Aim of the exercise: Copy out the full text on disulfonated poly(sulfide sulfone) membranes word for word.

Text under study:
Properties and fuel cell performance of proton exchange membranes prepared from disulfonated poly(sulfide sulfone)

A series of disulfonated poly(sulfide sulfone)s (SPSSF)s copolymers are synthesized via direct aromatic nucleophilic substitution polycondensation of 4,4′-dichlorodiphenylsulfone (DCDPS), 3,3′-disulfonate-4,4′-dichlorodiphenylsulfone (SDCDPS) and 4,4′-thiobisbenzenethiol at various molar ratios. Tough and flexible membranes with 30 mol% (SPSSF30) to 50 mol% (SPSSF50) SDCDPS monomers are obtained by casting from DMAc solution. Their physicochemical properties including thermal properties, mechanical properties, water uptake, swelling ratio and oxidative stability are fully investigated. And the fuel cell performance of SPSSF membranes at different temperature and relative humidity is evaluated comprehensively for the first time. It is found that the SPSSF40 membrane exhibited low dimensional change in the temperature range of 20–100 °C, good mechanical properties, high oxidative stability and comparable fuel cell performance to Nafion 212 membrane. Besides, the H2 crossover density of the SPSSF40 membrane is only 50% of that of Nafion 212 membrane. Consequently, SPSSF40 membranes prove to be promising candidates as new polymeric electrolyte materials for proton exchange membrane (PEM) fuel cells operated at medium temperatures.

(Dataset records)
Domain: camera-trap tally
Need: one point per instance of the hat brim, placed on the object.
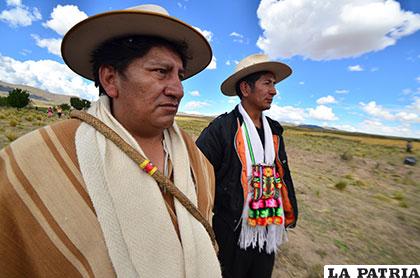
(81, 40)
(280, 71)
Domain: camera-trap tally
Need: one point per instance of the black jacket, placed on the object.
(217, 142)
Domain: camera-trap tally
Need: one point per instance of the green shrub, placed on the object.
(18, 98)
(346, 156)
(13, 122)
(341, 185)
(11, 136)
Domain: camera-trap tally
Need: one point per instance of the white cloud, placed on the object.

Response for this exercise:
Properties and fuel cell performance of proton exchange membranes prepared from disulfonated poly(sulfide sulfone)

A series of disulfonated poly(sulfide sulfone)s (SPSSF)s copolymers are synthesized via direct aromatic nucleophilic substitution polycondensation of 4,4′-dichlorodiphenylsulfone (DCDPS), 3,3′-disulfonate-4,4′-dichlorodiphenylsulfone (SDCDPS) and 4,4′-thiobisbenzenethiol at various molar ratios. Tough and flexible membranes with 30 mol% (SPSSF30) to 50 mol% (SPSSF50) SDCDPS monomers are obtained by casting from DMAc solution. Their physicochemical properties including thermal properties, mechanical properties, water uptake, swelling ratio and oxidative stability are fully investigated. And the fuel cell performance of SPSSF membranes at different temperature and relative humidity is evaluated comprehensively for the first time. It is found that the SPSSF40 membrane exhibited low dimensional change in the temperature range of 20–100 °C, good mechanical properties, high oxidative stability and comparable fuel cell performance to Nafion 212 membrane. Besides, the H2 crossover density of the SPSSF40 membrane is only 50% of that of Nafion 212 membrane. Consequently, SPSSF40 membranes prove to be promising candidates as new polymeric electrolyte materials for proton exchange membrane (PEM) fuel cells operated at medium temperatures.